**AUFGABENLISTE**
1. Welche Auszeichnung erhielt Willi Bruckbauer laut dem Artikel über Bora am 14. September 2010 in Berlin?
2. Zählen Sie die Zeilen der Datensätze, welche die Zeichenfolge „chair“ enthalten, und nennen Sie ausschließlich die Anzahl. Groß- und Kleinschreibung ist dabei zu beachten.

**DOKUMENTABSCHNITT**
Bora
„Keine zwei Schnitzel“

Nachdem Bora jahrelang den Markt mit seinen Muldenlüftern im Alleingang aufrollte, spürt das Raublinger Unternehmen nun deutlich den Atem der Konkurrenz im Nacken. Bora-Chef Willi Bruckbauer nimmt‘s aber eher sportlich.
Selten lassen sich Wendepunkte so exakt datieren: Aber für Willi Bruckbauer war der 14. September 2010 in Berlin so einer. Dutzende Fotografen haben ihre Objektive auf die Bühne und auf den Bora-Chef gerichtet, den Gewinner des Deutschen Gründerpreises in der Kategorie Start-up. Blitzlicht. Applaus. „Auf diese Seite zu mir“, schreit ein Fotograf. „Auf diese Seite zu mir“, schreit ein anderer. Danach hatte die Presse einen neuen Shooting-Star. Ein 19-Minuten-Bericht der ARD, weitere kostenlose Beiträge zu Bora auf privaten Sendern, Artikel in den großen Tageszeitungen – wie aus dem Nichts war Willi Bruckbauer plötzlich medial omnipräsent. Und Verbraucher und Händler rannten ihm die Bude ein.
Davor sah es keinesfalls so aus, als würde aus dem, was Willi Bruckbauer da macht, ein Unternehmen mit 200 Mitarbeitern werden. Eines, das große Hausgerätebauer zum Schwitzen und Verbandschefs zum Fluchen bringt, weil er keine Einkaufskooperation beliefern will. Im Gegenteil: Ganz am Anfang, vor jetzt zehn Jahren, war da nichts als diese Downdraft-Idee eines Schreiners und Küchenhändlers.

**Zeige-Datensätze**
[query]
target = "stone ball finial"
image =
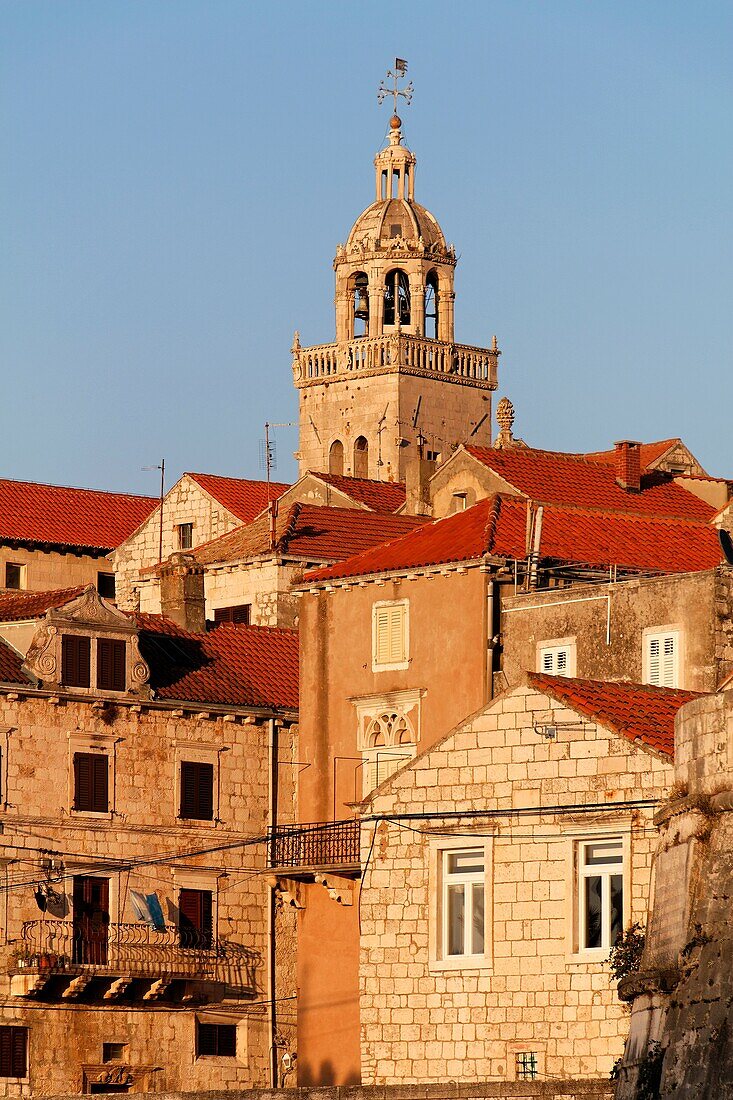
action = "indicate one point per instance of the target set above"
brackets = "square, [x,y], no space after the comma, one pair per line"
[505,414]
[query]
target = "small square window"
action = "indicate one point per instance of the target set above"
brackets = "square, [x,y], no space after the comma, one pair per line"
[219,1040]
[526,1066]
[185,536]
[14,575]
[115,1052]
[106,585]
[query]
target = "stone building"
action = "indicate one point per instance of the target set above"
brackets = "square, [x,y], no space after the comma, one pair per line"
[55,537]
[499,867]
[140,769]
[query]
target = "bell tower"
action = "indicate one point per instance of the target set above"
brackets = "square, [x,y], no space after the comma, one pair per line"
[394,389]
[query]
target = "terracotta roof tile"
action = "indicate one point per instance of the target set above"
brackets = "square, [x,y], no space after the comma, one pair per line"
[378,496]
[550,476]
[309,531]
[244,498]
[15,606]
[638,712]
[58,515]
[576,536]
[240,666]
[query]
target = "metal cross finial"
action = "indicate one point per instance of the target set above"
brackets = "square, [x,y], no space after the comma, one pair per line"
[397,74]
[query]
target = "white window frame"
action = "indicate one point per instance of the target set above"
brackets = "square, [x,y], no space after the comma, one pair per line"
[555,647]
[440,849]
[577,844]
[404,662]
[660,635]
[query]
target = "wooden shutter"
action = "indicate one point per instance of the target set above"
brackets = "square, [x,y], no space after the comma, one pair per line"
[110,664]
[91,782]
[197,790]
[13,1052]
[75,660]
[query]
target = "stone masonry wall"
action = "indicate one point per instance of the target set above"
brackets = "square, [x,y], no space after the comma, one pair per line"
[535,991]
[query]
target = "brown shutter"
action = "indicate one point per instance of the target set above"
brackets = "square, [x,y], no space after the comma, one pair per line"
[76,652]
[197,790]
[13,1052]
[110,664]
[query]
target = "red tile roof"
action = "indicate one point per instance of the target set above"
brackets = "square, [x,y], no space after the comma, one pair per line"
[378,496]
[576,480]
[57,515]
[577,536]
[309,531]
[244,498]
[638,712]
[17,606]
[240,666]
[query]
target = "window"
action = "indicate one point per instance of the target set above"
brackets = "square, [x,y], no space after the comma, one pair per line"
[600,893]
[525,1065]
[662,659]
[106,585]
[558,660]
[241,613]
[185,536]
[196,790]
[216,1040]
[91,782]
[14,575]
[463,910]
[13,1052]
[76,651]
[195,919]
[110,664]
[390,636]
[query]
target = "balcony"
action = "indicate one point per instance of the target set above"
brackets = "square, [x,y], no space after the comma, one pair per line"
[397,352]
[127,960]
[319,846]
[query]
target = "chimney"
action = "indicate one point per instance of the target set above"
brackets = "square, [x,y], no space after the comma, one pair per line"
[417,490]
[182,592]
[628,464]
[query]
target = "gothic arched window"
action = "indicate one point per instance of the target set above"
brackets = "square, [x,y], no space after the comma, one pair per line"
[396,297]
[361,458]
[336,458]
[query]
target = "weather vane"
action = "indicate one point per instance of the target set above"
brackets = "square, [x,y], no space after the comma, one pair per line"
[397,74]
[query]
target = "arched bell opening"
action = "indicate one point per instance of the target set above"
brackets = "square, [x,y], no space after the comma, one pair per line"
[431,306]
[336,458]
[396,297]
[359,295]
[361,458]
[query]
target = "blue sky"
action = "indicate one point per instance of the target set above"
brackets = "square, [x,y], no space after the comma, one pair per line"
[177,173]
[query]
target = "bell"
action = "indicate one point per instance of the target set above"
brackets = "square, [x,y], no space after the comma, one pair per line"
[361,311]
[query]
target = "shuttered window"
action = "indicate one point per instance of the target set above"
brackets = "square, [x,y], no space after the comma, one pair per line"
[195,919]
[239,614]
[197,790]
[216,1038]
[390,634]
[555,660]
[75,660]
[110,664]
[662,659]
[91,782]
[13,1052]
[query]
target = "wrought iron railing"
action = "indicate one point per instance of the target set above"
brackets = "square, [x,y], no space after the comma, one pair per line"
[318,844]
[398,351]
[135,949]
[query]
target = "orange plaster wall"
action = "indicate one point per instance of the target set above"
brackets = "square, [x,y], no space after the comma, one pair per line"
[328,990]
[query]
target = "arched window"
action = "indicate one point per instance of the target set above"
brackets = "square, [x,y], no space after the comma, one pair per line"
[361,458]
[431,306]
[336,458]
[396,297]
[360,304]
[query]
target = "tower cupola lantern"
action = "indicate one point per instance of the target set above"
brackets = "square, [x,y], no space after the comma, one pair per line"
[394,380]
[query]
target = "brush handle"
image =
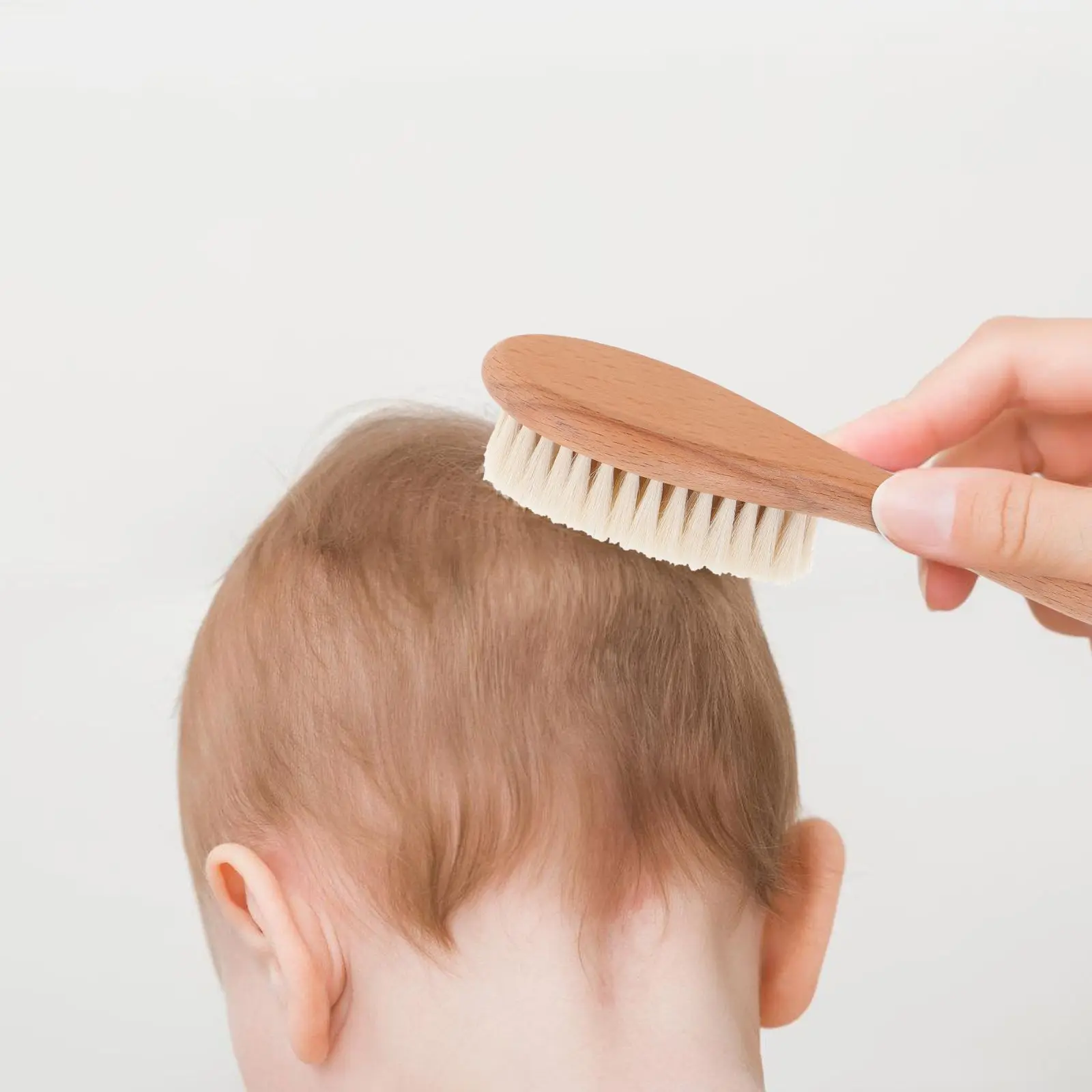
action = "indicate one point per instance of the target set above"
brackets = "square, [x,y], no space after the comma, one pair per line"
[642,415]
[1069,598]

...

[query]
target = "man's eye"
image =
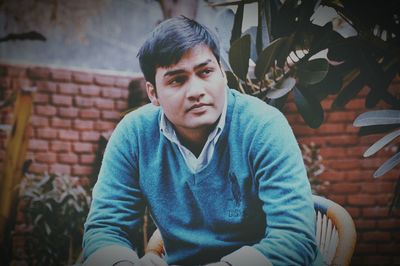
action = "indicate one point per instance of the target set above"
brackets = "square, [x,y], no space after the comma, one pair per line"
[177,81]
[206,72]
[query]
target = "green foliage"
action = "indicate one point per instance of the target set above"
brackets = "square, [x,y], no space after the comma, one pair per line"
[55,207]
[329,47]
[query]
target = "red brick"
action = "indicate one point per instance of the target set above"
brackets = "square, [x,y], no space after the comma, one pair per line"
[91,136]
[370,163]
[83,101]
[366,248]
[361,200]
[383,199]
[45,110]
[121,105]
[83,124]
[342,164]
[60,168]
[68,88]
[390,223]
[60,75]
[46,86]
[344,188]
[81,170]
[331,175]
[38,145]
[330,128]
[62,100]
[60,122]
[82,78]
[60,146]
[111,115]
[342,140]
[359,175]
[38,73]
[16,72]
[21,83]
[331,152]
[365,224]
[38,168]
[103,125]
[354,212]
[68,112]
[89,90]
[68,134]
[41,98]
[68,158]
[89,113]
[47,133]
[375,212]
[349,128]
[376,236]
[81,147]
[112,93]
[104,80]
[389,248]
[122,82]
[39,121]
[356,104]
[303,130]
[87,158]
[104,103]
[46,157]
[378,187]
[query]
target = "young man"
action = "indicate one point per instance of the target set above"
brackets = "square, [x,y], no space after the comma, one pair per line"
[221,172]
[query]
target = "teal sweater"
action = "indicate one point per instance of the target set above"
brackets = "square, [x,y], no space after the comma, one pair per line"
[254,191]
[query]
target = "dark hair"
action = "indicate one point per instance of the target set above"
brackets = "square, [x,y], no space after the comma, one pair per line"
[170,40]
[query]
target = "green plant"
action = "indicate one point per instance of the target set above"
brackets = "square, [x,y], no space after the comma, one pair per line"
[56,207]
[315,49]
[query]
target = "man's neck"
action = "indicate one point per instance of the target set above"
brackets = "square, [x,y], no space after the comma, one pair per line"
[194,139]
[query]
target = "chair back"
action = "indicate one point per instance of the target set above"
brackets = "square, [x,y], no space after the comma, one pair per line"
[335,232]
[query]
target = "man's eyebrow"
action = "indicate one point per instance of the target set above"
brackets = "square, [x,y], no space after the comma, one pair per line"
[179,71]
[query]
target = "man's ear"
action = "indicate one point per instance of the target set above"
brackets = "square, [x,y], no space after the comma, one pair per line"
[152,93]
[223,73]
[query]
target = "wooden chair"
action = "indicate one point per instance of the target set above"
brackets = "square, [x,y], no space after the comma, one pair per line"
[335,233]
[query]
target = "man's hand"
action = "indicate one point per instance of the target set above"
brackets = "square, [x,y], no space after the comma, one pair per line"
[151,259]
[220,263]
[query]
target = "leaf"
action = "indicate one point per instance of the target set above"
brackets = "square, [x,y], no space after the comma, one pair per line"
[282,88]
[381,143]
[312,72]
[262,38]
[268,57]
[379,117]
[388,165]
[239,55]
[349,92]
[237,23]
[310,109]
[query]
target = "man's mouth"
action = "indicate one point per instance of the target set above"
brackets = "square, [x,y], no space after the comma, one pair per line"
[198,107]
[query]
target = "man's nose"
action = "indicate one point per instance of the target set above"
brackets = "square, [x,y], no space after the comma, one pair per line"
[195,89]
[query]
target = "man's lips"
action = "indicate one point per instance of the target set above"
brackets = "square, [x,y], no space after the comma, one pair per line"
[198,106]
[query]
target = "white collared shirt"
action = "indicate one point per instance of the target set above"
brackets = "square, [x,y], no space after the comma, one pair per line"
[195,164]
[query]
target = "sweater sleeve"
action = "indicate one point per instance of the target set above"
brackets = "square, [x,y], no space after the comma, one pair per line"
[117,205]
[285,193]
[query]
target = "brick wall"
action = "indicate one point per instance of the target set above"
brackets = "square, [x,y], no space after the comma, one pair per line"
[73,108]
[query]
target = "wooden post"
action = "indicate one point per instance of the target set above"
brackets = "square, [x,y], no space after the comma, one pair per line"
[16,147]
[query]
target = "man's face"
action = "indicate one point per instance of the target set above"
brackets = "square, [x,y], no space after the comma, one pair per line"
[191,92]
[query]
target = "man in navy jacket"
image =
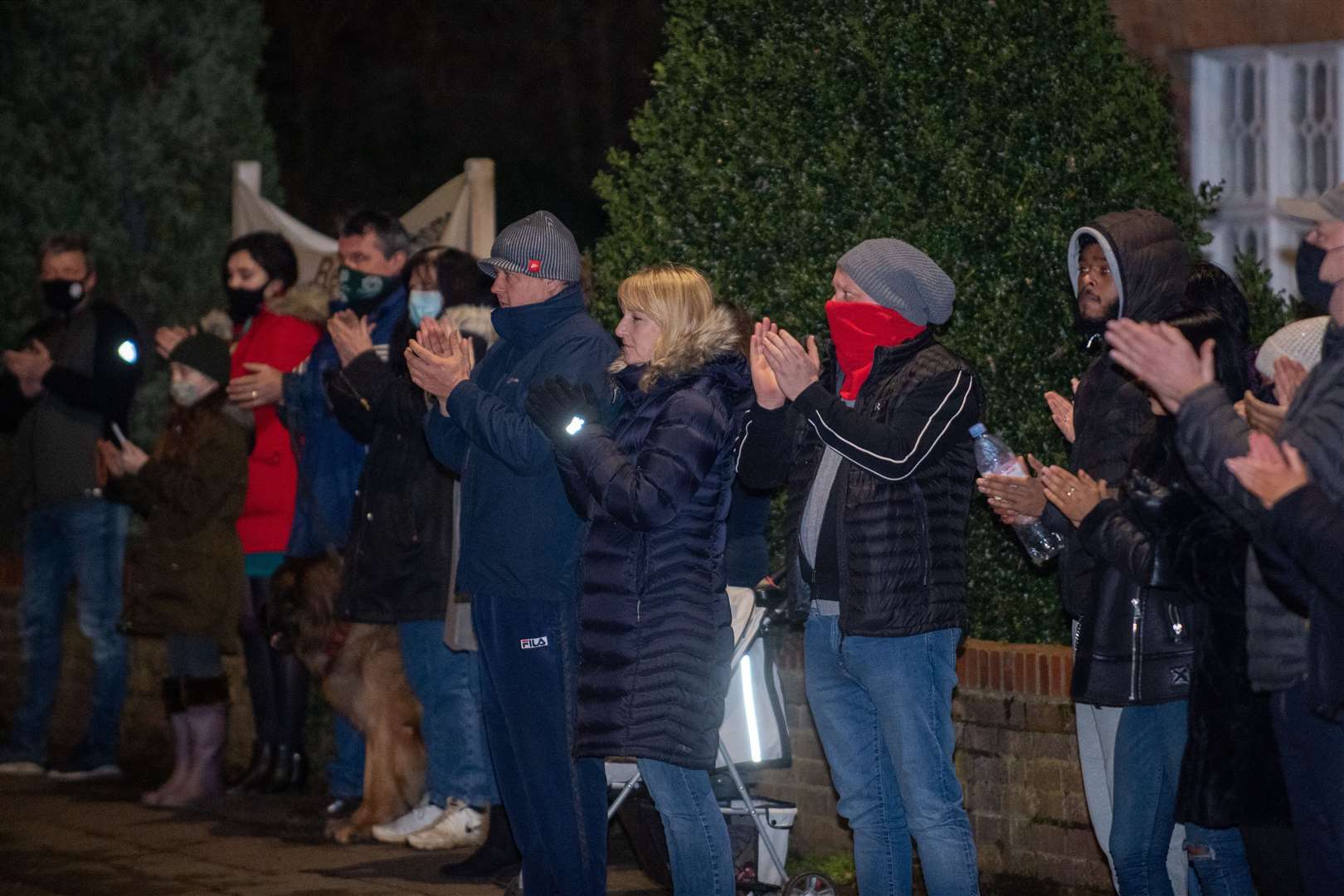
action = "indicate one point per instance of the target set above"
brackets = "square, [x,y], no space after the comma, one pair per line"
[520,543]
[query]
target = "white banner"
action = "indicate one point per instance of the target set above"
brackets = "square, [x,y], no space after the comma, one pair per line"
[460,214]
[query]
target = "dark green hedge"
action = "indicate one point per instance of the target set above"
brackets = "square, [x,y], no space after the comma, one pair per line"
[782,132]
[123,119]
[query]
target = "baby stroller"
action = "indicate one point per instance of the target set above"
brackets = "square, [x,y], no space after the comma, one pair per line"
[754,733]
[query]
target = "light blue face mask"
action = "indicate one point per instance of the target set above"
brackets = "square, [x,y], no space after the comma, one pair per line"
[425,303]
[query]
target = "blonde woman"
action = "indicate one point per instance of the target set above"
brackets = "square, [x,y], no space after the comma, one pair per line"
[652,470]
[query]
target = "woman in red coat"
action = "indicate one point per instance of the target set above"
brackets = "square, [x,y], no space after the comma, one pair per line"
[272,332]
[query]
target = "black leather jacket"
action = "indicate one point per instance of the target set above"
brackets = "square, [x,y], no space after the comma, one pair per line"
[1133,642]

**ERWARTETE AUSGABEN**
1. Den Deutschen Gründerpreis in der Kategorie Start-up.

2. 2